_AVAILABLE RECORDS_.
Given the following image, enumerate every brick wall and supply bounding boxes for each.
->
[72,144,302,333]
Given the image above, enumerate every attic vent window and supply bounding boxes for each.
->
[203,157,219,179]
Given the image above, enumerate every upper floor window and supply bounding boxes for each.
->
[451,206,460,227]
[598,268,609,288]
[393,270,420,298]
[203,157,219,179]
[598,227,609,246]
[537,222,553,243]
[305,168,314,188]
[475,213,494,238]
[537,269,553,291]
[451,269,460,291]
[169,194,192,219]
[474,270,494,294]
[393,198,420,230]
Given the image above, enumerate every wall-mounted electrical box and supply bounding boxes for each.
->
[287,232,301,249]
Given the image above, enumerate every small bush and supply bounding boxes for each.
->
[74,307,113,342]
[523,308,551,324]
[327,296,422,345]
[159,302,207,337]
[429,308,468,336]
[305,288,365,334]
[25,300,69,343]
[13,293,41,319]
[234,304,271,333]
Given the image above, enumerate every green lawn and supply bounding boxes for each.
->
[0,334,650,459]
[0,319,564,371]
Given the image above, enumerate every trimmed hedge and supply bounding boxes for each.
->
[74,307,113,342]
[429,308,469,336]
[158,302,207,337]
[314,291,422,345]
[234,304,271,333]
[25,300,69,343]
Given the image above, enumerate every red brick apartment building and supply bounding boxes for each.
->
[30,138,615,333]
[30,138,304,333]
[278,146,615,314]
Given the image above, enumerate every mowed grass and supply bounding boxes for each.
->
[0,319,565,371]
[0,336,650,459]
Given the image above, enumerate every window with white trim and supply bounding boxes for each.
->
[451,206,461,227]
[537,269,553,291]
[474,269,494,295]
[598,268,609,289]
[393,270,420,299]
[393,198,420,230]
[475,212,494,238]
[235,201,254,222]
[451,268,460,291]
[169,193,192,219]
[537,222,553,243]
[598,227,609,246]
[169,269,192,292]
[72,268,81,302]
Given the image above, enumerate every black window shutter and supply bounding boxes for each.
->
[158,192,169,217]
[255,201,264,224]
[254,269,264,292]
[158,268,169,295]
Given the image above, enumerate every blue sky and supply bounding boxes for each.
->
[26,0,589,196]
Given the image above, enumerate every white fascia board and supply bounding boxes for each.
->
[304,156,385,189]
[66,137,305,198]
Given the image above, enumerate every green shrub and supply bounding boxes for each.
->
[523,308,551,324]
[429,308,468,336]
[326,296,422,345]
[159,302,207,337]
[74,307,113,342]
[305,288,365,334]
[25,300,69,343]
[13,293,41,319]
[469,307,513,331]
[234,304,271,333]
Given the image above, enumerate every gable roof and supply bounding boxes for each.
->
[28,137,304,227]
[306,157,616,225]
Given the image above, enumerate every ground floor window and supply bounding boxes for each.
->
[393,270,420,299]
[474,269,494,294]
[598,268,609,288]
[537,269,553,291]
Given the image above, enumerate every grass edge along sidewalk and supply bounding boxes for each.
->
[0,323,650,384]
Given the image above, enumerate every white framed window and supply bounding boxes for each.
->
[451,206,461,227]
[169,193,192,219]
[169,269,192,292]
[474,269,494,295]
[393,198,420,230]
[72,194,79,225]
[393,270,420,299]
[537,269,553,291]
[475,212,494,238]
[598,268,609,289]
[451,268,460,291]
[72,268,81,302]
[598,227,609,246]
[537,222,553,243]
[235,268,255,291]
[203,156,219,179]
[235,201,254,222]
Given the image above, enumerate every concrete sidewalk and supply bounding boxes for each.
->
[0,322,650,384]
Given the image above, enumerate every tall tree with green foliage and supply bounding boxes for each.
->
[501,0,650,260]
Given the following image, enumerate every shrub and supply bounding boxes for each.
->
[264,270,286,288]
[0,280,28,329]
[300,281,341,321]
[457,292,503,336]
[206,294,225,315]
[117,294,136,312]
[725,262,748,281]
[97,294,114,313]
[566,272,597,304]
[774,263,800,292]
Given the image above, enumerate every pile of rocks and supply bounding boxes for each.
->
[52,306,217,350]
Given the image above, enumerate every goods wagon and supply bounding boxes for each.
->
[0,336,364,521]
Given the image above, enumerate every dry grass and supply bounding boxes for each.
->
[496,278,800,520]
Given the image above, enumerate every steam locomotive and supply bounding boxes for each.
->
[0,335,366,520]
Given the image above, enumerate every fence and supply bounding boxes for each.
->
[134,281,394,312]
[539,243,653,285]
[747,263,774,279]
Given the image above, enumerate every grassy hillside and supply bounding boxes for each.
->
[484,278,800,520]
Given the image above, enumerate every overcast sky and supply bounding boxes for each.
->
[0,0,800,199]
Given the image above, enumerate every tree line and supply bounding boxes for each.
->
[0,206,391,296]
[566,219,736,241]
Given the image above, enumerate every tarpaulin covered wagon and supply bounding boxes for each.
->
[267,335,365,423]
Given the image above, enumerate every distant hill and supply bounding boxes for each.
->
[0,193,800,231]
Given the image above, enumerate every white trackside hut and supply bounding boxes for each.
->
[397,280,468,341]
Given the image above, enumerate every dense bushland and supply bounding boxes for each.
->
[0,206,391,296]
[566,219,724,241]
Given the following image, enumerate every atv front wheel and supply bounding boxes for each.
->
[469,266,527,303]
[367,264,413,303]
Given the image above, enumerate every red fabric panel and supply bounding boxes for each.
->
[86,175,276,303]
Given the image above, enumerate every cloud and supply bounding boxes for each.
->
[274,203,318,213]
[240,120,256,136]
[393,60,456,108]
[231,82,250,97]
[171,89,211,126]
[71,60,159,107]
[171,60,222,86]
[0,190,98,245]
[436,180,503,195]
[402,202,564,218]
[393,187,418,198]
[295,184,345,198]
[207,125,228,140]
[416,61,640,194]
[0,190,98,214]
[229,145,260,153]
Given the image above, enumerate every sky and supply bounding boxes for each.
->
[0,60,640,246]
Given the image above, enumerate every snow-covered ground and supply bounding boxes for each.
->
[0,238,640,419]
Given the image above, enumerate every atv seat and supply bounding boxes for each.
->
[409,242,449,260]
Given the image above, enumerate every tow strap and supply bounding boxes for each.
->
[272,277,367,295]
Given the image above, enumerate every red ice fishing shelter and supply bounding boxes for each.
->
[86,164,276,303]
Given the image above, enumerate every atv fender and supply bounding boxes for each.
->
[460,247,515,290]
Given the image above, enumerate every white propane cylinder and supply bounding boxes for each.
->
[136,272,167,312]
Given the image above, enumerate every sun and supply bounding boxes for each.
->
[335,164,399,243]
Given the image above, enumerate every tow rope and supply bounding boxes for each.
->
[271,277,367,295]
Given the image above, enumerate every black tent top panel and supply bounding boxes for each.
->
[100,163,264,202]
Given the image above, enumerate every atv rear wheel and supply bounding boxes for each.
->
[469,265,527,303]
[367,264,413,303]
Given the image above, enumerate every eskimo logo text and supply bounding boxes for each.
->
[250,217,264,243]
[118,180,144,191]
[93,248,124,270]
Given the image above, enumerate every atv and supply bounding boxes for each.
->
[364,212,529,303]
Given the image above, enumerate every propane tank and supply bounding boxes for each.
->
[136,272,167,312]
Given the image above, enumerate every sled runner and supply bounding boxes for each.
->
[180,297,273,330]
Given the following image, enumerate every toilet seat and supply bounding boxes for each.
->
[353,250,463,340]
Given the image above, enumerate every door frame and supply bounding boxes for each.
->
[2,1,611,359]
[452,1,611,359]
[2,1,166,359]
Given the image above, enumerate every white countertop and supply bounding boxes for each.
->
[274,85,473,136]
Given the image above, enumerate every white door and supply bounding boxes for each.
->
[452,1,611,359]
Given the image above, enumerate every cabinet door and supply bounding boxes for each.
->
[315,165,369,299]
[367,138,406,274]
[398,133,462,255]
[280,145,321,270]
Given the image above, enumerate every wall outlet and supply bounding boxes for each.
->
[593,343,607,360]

_INSTRUCTION_.
Rewrite every line from the start of the records through the line containing "[287,232,301,249]", including both ends and the requests. Multiply each bounding-box coordinate in the answers by 1.5 and round it to a whole number, with halves rounded up.

_THE SOLUTION_.
Given the following image, enumerate every brick wall and supply bounding boxes for each.
->
[108,216,453,500]
Given the image above, enumerate every attic vent window and supply bounding boxes for each.
->
[305,236,329,269]
Given the image above, enumerate every upper floor window and supply bounding boxes for each.
->
[677,309,690,341]
[897,402,914,432]
[590,405,630,447]
[305,236,329,269]
[897,341,914,369]
[806,333,830,365]
[458,252,471,282]
[713,320,741,357]
[806,404,830,437]
[677,404,690,437]
[254,291,288,329]
[711,405,741,441]
[590,297,630,345]
Given the image above, enumerate every wall-mounted electrical box and supply bounding boxes for each.
->
[431,348,452,374]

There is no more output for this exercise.